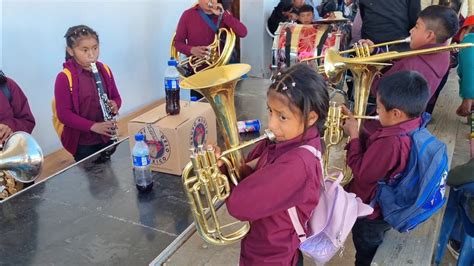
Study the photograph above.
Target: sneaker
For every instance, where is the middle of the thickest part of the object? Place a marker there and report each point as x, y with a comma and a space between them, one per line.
454, 247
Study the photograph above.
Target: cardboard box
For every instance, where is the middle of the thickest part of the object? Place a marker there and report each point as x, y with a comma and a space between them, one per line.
170, 137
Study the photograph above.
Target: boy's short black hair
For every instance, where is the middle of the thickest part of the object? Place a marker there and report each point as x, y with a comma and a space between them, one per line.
442, 20
405, 90
306, 8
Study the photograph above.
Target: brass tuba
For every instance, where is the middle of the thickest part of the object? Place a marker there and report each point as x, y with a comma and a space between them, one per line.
364, 68
204, 184
21, 161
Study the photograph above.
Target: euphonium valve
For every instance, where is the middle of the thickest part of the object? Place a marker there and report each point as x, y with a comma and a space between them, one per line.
209, 186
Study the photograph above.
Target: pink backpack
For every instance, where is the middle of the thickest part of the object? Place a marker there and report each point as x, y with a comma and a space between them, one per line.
331, 220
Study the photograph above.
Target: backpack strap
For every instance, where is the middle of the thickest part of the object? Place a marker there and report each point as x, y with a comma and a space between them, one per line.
6, 91
107, 69
292, 211
296, 224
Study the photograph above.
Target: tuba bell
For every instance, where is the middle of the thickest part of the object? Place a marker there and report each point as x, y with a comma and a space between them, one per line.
204, 184
364, 69
21, 161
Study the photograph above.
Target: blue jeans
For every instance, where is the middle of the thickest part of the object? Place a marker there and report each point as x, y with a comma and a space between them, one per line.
367, 236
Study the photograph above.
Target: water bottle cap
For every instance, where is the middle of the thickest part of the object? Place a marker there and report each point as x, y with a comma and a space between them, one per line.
172, 62
139, 137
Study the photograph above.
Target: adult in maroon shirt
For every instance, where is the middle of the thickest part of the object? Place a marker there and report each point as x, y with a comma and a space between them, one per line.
383, 155
15, 112
85, 131
193, 34
285, 175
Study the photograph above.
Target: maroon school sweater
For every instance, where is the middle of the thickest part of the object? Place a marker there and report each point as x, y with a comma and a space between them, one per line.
16, 114
382, 155
285, 176
75, 108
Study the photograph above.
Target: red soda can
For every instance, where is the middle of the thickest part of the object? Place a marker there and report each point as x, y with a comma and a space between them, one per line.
249, 126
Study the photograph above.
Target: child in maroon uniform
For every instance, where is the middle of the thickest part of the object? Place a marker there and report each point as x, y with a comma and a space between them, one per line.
15, 113
401, 99
435, 25
78, 108
284, 175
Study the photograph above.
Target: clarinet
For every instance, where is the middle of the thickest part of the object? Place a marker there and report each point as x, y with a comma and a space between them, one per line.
104, 101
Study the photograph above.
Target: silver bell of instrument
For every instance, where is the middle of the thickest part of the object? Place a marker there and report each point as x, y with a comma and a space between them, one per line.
22, 157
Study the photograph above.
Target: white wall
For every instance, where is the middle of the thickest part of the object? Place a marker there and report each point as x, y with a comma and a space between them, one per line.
1, 33
134, 36
256, 47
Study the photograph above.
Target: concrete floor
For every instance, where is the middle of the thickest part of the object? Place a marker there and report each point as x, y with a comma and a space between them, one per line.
195, 251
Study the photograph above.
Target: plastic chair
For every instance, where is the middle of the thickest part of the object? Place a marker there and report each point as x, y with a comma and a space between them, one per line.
455, 212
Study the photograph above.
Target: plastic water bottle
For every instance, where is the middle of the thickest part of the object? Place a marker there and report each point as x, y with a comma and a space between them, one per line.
141, 164
172, 88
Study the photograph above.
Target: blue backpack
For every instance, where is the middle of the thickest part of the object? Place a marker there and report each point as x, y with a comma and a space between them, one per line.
420, 190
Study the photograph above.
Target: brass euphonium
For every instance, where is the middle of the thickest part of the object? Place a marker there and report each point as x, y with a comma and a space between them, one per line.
364, 68
219, 53
21, 161
203, 182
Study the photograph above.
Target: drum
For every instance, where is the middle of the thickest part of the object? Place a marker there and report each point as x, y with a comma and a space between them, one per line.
294, 42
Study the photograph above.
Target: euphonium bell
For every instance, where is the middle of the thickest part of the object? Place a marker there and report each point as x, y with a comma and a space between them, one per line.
21, 159
203, 181
219, 54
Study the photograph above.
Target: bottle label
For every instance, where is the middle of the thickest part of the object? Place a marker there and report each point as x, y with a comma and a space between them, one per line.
171, 84
141, 160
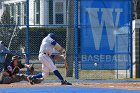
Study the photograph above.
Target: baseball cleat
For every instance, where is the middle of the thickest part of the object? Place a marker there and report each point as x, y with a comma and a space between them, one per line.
30, 79
65, 83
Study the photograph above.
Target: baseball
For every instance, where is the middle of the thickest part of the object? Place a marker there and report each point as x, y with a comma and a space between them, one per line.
95, 64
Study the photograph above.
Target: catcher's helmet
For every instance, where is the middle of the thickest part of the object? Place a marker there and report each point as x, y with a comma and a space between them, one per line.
52, 35
16, 57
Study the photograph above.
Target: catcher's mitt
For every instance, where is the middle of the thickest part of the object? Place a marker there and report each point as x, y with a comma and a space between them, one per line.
15, 70
31, 69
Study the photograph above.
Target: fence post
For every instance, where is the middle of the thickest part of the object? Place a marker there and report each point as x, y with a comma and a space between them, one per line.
27, 34
76, 38
130, 40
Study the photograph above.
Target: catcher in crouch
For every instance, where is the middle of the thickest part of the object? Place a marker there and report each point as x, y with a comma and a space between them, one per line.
46, 50
11, 73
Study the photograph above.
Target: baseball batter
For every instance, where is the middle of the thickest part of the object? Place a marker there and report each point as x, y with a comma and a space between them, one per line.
46, 50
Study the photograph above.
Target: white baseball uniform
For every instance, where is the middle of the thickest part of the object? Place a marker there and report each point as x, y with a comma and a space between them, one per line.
46, 49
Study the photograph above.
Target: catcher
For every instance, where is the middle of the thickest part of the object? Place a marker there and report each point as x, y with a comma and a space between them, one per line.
11, 73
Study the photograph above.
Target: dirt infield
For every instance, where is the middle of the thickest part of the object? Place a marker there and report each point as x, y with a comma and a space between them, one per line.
113, 85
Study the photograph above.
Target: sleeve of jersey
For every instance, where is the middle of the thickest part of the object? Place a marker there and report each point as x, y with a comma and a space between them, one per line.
53, 42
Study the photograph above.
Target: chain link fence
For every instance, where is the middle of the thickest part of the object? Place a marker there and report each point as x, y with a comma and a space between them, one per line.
25, 23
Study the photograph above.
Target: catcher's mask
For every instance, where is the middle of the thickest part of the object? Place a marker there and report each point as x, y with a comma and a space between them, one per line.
16, 57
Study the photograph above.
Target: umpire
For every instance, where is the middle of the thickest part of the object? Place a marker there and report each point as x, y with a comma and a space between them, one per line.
11, 73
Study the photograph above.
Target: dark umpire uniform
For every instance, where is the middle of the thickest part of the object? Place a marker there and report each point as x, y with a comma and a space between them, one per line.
11, 73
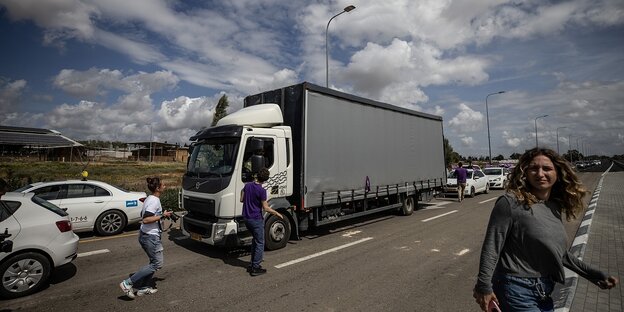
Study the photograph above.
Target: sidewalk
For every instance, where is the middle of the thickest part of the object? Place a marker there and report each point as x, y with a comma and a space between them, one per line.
600, 243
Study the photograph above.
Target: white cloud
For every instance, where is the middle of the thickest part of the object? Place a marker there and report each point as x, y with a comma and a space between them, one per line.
511, 140
10, 94
467, 141
467, 120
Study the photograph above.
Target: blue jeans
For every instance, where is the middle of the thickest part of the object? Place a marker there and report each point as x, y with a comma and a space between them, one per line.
153, 248
524, 294
256, 226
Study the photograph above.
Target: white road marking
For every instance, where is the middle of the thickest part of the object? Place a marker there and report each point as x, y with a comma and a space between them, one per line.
351, 233
91, 253
487, 200
442, 215
318, 254
462, 252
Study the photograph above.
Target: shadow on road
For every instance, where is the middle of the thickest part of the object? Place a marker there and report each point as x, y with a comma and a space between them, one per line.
230, 256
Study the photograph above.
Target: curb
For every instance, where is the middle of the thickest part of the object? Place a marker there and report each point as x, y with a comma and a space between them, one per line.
563, 301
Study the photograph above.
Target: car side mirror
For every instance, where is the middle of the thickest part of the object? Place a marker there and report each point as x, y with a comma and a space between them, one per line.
6, 246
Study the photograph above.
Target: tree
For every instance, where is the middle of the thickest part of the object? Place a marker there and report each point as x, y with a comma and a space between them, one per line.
220, 110
450, 156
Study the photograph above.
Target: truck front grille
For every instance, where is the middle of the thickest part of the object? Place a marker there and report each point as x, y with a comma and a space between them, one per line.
199, 206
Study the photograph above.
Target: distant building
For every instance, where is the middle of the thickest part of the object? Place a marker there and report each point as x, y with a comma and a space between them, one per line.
157, 151
42, 144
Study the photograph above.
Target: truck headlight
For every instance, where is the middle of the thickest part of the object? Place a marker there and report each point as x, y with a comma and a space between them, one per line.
219, 231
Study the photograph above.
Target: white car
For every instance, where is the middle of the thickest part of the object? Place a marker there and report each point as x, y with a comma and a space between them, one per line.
42, 239
497, 176
92, 205
476, 182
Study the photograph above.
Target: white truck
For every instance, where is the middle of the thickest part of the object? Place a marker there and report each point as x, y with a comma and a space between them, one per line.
332, 156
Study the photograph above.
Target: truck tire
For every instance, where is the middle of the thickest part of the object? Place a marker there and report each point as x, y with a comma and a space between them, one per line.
111, 222
408, 206
276, 232
23, 274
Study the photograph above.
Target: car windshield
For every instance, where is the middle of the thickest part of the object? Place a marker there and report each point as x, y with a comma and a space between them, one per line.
453, 174
213, 159
23, 188
493, 171
48, 205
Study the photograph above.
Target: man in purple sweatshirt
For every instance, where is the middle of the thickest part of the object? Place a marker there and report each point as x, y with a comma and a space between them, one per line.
462, 174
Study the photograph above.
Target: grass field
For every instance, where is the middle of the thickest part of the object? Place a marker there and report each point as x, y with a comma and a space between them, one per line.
129, 175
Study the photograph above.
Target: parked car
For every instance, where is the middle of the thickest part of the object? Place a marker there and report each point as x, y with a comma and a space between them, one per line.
92, 205
496, 176
38, 238
476, 182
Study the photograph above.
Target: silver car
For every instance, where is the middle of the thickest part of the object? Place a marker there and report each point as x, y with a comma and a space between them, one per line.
36, 237
92, 205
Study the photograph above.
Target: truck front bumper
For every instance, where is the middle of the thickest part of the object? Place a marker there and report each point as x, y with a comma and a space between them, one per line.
220, 233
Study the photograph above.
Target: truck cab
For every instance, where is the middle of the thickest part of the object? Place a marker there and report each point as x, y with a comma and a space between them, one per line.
221, 161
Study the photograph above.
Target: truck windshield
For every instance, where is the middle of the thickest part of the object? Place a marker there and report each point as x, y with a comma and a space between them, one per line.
211, 159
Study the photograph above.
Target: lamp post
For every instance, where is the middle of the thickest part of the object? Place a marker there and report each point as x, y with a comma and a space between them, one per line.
570, 148
536, 118
487, 118
151, 136
346, 9
558, 138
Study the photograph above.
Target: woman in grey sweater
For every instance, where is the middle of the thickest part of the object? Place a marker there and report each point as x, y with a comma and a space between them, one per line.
525, 248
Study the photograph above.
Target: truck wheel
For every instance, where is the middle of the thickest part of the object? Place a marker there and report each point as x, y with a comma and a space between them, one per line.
111, 222
23, 274
408, 206
276, 232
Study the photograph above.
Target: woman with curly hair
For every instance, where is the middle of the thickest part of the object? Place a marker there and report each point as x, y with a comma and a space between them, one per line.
525, 248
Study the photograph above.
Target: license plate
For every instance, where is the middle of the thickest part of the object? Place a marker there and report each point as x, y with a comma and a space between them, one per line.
196, 236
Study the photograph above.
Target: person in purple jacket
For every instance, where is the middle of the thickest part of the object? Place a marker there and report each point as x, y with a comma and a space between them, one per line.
254, 199
462, 175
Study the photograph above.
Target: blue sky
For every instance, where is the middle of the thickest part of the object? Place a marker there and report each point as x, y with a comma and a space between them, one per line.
113, 69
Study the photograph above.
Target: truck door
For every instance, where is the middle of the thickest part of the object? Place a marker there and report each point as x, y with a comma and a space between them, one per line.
268, 151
= = = = =
### Your goal
Pull out every line of the listing above that contains the string "maroon", and copy each one in full. Matching is case-sensitive.

### Full solution
Target: adult in maroon shirt
Target: maroon school sweater
Target: child in maroon uniform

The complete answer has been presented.